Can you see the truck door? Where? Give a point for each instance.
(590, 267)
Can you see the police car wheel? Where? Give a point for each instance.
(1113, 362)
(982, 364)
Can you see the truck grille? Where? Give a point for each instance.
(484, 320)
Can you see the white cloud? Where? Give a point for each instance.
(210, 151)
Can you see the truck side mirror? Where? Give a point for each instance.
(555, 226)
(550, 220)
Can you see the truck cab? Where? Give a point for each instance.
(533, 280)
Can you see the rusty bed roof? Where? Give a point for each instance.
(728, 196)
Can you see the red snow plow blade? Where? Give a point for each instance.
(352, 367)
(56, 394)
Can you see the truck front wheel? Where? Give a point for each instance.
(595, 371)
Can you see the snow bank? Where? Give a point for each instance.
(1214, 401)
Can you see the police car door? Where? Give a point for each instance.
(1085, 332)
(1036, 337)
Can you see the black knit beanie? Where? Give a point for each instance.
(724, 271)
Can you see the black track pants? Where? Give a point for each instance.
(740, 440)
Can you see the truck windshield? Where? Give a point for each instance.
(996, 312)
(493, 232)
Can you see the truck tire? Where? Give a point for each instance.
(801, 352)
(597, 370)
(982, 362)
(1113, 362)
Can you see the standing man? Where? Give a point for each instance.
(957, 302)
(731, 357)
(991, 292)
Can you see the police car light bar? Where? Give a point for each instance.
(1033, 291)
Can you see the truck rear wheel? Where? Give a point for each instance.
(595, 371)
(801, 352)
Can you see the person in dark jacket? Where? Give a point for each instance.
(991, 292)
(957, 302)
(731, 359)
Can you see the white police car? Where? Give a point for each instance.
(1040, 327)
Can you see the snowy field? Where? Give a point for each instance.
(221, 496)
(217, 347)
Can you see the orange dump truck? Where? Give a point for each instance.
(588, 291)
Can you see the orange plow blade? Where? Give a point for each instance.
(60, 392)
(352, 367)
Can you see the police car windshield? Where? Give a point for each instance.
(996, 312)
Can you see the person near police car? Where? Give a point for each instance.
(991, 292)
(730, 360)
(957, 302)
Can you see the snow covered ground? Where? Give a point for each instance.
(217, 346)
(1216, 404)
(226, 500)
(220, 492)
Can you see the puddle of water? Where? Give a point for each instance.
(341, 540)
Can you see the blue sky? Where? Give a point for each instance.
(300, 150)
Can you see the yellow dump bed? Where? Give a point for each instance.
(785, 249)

—————

Repeat the entries exactly, leaving nothing out.

* **EXERCISE RESPONSE**:
Can you see the truck door? Where? Give a point for each instance.
(590, 267)
Can you see the police car wheel? Where? Give a point for each instance.
(1113, 362)
(982, 364)
Can you see the truck grille? Where? Give a point for each instance.
(484, 320)
Can you see the white cloud? Where? Give a point for each instance.
(210, 151)
Can you see the truck side mirror? Where? Give a point for each instance.
(555, 226)
(550, 220)
Can you see the truck cab? Where? Give a point for each instance.
(533, 280)
Can you see the rusty bed roof? Where? Give a point for each instance.
(728, 196)
Can you see the red snow plow blade? Where? Give a point for each instance.
(352, 367)
(56, 394)
Can you see the truck front wheel? Where? Give a point for each instance.
(595, 371)
Can you see the snow bank? Where? Give a point for each instance.
(1214, 401)
Can you see the police car door? Where? Give a point for each instance.
(1085, 332)
(1036, 337)
Can you see the black knit beanie? Where? Give a point for each instance.
(724, 271)
Can you see the black track pants? Where? Give a point for each instance.
(740, 440)
Can you see the truck windshield? Where? Give a point for each instance.
(996, 312)
(493, 232)
Can you see the truck tire? Where? Give a point for each instance.
(801, 352)
(597, 370)
(982, 362)
(1113, 362)
Can you see the standing man? Where? Give a point for each instance.
(957, 302)
(731, 357)
(991, 292)
Can you see the police car light bar? Where? Give a point for each instance.
(1033, 291)
Can you see the truck rear wheel? Where? Give a point for each instance.
(595, 371)
(801, 352)
Can you see the person in dark jacket? Where? Give a point for each instance.
(991, 292)
(957, 302)
(731, 359)
Can you see the white police car? Where? Give a point for each instance.
(1040, 327)
Can you see the snowy field? Where? Give a point for each instance.
(221, 496)
(217, 347)
Can you see the orange dump truck? Where? Give a point for each instance.
(588, 291)
Can you see the orange plow blade? Where? Give a point for each instance.
(60, 392)
(352, 367)
Can you see the police car windshield? Where? Give a point for each instance.
(996, 312)
Can you see the person near police car? Where? Give a point for each instance.
(991, 292)
(730, 360)
(957, 302)
Can you see the snow covered ground? Where? Give a point for each instance.
(217, 346)
(1216, 404)
(226, 500)
(220, 492)
Can you see the puddle of water? Where? Give a point for each instance.
(341, 540)
Can you see the blue sky? Where? Give a point for each instance.
(300, 150)
Can you see the yellow dump bed? Where? Give a point for each instance.
(785, 249)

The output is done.